## Source data

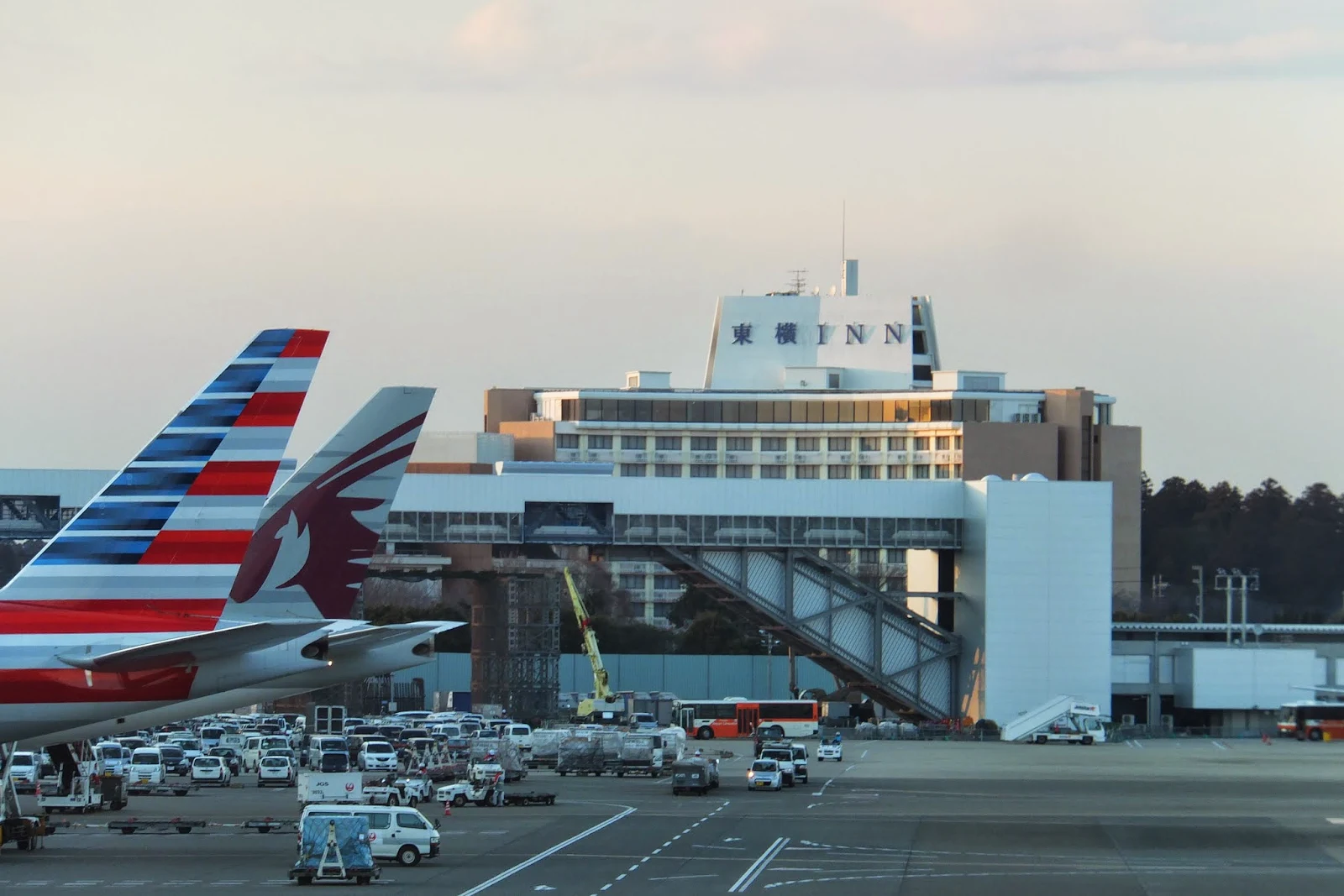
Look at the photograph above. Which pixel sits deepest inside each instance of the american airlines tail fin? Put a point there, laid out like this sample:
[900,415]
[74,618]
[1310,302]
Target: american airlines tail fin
==
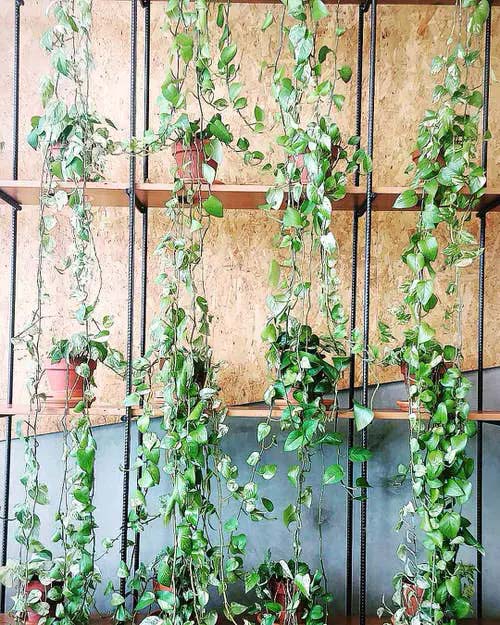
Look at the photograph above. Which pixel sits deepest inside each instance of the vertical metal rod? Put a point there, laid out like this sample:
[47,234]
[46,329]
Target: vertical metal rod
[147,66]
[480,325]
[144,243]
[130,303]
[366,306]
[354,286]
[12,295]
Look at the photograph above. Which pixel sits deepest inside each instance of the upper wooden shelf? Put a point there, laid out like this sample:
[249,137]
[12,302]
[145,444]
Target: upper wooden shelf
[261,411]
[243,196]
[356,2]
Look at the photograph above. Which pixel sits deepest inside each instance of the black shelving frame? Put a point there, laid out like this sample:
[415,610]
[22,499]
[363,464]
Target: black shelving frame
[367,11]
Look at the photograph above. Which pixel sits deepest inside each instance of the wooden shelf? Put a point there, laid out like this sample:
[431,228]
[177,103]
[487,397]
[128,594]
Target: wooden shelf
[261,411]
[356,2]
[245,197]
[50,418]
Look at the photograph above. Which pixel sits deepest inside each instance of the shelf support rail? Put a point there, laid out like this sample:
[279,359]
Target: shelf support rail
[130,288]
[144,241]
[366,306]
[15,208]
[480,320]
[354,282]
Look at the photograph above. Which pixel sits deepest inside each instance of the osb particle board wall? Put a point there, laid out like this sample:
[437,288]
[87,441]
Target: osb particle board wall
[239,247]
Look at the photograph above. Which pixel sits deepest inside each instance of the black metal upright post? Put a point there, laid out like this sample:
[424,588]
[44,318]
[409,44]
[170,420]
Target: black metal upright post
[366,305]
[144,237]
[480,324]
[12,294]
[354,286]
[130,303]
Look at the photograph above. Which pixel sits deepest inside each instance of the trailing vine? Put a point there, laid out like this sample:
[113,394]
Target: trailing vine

## Problem statement
Which lines of the records contain "vine"? Show each of them.

## Output below
Look at the photograph above. Which pixel sits deepest inside each instance of the trailing vine? Put a point there, laid out like this sample:
Target: trailing vine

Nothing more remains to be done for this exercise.